■ **Entries provided**:
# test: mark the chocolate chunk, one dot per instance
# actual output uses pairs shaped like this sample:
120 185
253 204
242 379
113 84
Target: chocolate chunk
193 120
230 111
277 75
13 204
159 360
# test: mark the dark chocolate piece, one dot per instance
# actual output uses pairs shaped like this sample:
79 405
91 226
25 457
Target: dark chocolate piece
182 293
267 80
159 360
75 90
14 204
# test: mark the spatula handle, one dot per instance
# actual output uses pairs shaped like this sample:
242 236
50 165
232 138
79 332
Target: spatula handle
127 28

■ **Instructions to follow**:
Rewrite the rows from the line with "# test: mark the spatula" through the end of the records, replacing "handle" with "grip" and leaving everything else unchanged.

■ **Written response**:
# test: mark the spatula grip, one dot per instance
# actual output uses pairs shaped like this sample:
242 236
50 165
232 138
79 332
Target: spatula grip
127 28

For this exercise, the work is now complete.